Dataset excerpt
[start]

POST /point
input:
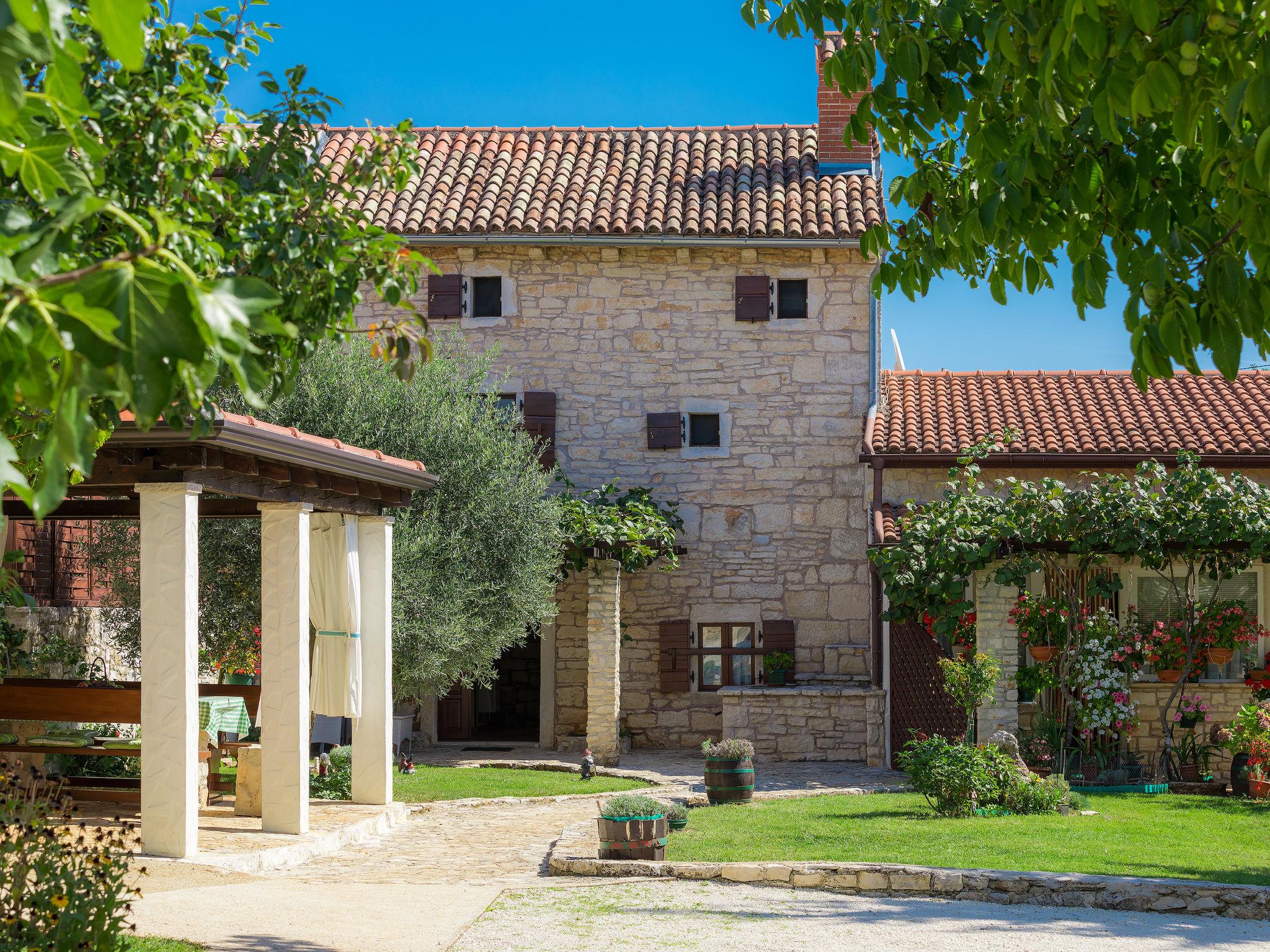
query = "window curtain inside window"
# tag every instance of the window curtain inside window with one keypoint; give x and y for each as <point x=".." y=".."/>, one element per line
<point x="334" y="584"/>
<point x="1157" y="602"/>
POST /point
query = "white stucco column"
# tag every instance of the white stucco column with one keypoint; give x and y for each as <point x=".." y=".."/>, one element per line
<point x="546" y="685"/>
<point x="169" y="668"/>
<point x="373" y="733"/>
<point x="603" y="639"/>
<point x="285" y="667"/>
<point x="1000" y="639"/>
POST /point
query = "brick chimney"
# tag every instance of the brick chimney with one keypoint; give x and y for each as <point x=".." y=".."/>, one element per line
<point x="835" y="110"/>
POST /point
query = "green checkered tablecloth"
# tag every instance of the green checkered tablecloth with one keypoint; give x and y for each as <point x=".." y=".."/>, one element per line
<point x="223" y="714"/>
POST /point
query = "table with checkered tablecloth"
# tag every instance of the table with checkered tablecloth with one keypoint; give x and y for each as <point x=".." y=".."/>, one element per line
<point x="219" y="714"/>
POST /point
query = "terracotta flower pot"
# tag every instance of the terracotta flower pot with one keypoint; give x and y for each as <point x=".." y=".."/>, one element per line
<point x="1221" y="655"/>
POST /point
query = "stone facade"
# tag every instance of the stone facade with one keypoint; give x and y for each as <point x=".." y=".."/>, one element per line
<point x="996" y="635"/>
<point x="808" y="724"/>
<point x="775" y="522"/>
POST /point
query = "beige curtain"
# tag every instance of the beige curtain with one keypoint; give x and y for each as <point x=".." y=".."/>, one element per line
<point x="334" y="586"/>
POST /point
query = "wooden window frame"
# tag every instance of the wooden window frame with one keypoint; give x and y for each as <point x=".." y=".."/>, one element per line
<point x="698" y="653"/>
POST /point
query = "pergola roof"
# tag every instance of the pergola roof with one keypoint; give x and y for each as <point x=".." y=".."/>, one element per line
<point x="243" y="457"/>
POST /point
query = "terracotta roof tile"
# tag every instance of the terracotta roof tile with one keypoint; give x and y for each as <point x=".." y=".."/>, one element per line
<point x="1098" y="412"/>
<point x="744" y="182"/>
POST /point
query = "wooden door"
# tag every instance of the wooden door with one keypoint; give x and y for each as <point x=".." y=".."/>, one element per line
<point x="455" y="714"/>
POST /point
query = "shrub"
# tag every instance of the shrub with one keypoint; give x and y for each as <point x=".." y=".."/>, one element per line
<point x="631" y="805"/>
<point x="338" y="782"/>
<point x="956" y="778"/>
<point x="676" y="811"/>
<point x="1030" y="794"/>
<point x="730" y="749"/>
<point x="61" y="886"/>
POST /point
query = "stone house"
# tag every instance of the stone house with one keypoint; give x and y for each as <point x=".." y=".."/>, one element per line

[end]

Reproduce the material in full, word for word, and omit the pictures.

Task response:
POST /point
input:
query = "window curtain inside window"
# tag every instance of the window curtain inside window with one keypoint; give x and y for each as <point x=".." y=".."/>, one element per line
<point x="334" y="584"/>
<point x="1157" y="602"/>
POST /point
query = "white stucco column"
# tag every instance of the white stucco column with one keypoint; give x and y for each as <point x=".." y=".."/>, one element per line
<point x="546" y="685"/>
<point x="169" y="668"/>
<point x="373" y="733"/>
<point x="603" y="639"/>
<point x="285" y="667"/>
<point x="1000" y="639"/>
POST /point
query = "brick chimney"
# tag every instance of the brick chimney with one keypoint; give x and y for each as <point x=".." y=".."/>, one element per line
<point x="835" y="110"/>
POST /point
query = "green checkered tablecloth"
# tag every instance of the green checkered tablecloth with one keypoint; give x and y for each as <point x=".." y=".."/>, one element per line
<point x="223" y="714"/>
POST /point
query = "table with checkered tablecloth"
# tag every instance of the table with checkered tablecloth with one keypoint; give x and y for each as <point x=".." y=".."/>, one element per line
<point x="219" y="714"/>
POST /point
query = "terracotta flower pot"
# tag every instance of the terracotta flower pot with one keypoint; give x and y for each as <point x=".." y=".."/>, one element per line
<point x="1221" y="655"/>
POST /point
query = "stone facade"
# tag every instance of the stone facade with one keypoint; give x and y for each as <point x=".." y=".."/>, one element per line
<point x="996" y="635"/>
<point x="808" y="724"/>
<point x="775" y="522"/>
POST /point
query = "beige curtain"
# tag every instance of the beige curtain with one keypoint; give x and y for each as <point x=".." y=".."/>, one element per line
<point x="334" y="586"/>
POST /point
query = "wooden window frame"
# tag every instance of the wooden window frame with one keypoint; give x and y for each as <point x=".." y=".."/>, one element per line
<point x="698" y="653"/>
POST /point
query = "pergola roof"
# tag every instance of the pergola roof with one keypoint; give x and y for each as <point x=".." y=".."/>, one element per line
<point x="243" y="457"/>
POST /point
query = "terracotta roof tile"
# tag every instance of the terracotta roof tile with one keypoint; give x and y for each as <point x=".." y=".."/>, one element per line
<point x="1098" y="412"/>
<point x="744" y="182"/>
POST /point
query = "wooden door"
# tag every instance of the wooden door with one keypoint; give x and y for each as <point x=".." y=".."/>, one element per line
<point x="455" y="714"/>
POST /point
query = "shrub"
# tag every instance of the shrub with one keypoint; give x and y for each as <point x=".." y=".."/>, one element per line
<point x="631" y="805"/>
<point x="338" y="782"/>
<point x="956" y="778"/>
<point x="676" y="811"/>
<point x="1030" y="794"/>
<point x="730" y="749"/>
<point x="61" y="886"/>
POST /point
query = "stone house"
# tag every instance of the stone house with one keypoint; give x and y for each as <point x=".." y=".."/>, one element per line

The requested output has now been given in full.